→ Instructions to follow: Please reproduce the line containing "Annotate the smiling" and every line after it in the records below, exactly and with nothing else.
Material shown Block Start
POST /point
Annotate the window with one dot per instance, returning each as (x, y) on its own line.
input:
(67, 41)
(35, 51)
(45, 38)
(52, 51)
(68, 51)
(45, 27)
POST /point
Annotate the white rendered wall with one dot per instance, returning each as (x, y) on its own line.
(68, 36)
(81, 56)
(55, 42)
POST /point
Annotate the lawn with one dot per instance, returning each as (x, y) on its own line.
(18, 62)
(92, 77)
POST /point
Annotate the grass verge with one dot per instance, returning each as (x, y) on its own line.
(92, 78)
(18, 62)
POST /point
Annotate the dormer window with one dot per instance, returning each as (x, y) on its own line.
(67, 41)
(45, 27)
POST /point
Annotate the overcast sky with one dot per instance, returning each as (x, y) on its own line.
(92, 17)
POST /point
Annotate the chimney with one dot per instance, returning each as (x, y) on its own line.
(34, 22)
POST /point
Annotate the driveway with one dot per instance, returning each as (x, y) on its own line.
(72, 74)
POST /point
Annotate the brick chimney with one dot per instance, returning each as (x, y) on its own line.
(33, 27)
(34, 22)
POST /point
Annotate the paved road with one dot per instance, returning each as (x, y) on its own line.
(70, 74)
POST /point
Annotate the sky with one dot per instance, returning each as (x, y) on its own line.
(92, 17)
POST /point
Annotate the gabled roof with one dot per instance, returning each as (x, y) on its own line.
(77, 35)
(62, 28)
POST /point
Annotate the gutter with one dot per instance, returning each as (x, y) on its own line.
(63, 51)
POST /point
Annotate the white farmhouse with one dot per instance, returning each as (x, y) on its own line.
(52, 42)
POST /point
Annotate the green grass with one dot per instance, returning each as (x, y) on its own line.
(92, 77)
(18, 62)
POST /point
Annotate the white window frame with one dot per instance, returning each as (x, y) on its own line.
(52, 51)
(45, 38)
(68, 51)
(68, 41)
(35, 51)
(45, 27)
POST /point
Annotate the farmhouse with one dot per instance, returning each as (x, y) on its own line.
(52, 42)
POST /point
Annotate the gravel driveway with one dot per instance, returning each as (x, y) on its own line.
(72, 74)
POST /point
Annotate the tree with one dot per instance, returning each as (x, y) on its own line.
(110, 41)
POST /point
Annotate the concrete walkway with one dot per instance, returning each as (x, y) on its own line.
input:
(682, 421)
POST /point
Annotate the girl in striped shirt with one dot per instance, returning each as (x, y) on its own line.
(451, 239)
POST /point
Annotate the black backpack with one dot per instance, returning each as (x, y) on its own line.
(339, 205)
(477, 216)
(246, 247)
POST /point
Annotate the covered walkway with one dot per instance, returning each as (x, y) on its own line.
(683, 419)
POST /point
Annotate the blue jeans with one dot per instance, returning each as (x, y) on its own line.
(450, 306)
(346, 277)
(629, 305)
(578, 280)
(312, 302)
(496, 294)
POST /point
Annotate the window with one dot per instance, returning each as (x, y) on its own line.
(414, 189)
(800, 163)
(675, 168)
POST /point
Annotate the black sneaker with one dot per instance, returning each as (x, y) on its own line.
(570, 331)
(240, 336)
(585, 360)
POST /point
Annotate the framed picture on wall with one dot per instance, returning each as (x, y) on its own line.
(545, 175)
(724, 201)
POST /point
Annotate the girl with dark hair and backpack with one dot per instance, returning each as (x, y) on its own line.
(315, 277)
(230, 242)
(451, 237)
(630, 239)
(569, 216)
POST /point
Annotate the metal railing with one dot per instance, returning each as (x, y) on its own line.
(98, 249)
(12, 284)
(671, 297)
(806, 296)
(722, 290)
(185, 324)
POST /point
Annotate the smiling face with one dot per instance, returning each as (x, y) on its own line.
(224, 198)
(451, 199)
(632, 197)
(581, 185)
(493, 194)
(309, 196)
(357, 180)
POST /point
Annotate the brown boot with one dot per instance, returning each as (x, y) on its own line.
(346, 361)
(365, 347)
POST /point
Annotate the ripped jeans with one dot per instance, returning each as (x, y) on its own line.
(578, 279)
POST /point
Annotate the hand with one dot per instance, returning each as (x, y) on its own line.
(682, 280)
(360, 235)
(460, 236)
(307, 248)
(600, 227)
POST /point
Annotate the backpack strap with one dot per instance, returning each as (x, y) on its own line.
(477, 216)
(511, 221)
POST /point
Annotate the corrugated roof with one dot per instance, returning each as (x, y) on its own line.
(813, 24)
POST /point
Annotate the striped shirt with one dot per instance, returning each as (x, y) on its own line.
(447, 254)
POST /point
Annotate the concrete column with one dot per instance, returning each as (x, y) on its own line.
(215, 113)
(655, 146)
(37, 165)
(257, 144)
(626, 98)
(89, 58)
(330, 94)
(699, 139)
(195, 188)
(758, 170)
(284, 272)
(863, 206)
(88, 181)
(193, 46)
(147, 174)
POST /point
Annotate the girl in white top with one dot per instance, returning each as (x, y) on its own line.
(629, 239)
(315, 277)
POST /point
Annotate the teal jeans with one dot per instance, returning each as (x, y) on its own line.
Material shown Block End
→ Task answer:
Annotate the smiling face with one dot per instance, returning each as (x, y) on its own line.
(224, 198)
(451, 199)
(632, 197)
(581, 185)
(493, 194)
(309, 196)
(357, 180)
POST /point
Annotate the brown boot with one dot per instance, returning each as (x, y) on its own line.
(346, 361)
(365, 347)
POST /point
Annotate the ripped jeans with one dot per instance, returning each as (x, y) on its own line.
(578, 279)
POST /point
Annotate the hand with one dot per instance, returning each as (x, y) on its own line.
(682, 280)
(360, 235)
(460, 236)
(307, 248)
(600, 227)
POST /point
Annotate the backpack strap with one dot per instance, returning each as (x, y) on its own line.
(477, 216)
(511, 221)
POST /point
Annotate the corrugated roof with one dot per instance, returning each as (x, y) on its own line.
(813, 24)
POST /point
Annotate the striped shirt with one dot per instance, returning each as (x, y) on its own line.
(447, 254)
POST /point
Annotate the concrete column with one dot per instance, returning each as (x, y) on its own line.
(215, 113)
(655, 146)
(37, 165)
(257, 144)
(626, 98)
(89, 58)
(330, 94)
(699, 139)
(195, 188)
(758, 170)
(284, 272)
(863, 206)
(88, 181)
(193, 46)
(147, 174)
POST /point
Annotate the girl in white top with one dot per instance, returning each as (x, y) on its own line.
(629, 239)
(315, 277)
POST /point
Annotate the teal jeans with one dot per instance, returning each as (x, y) on its own line.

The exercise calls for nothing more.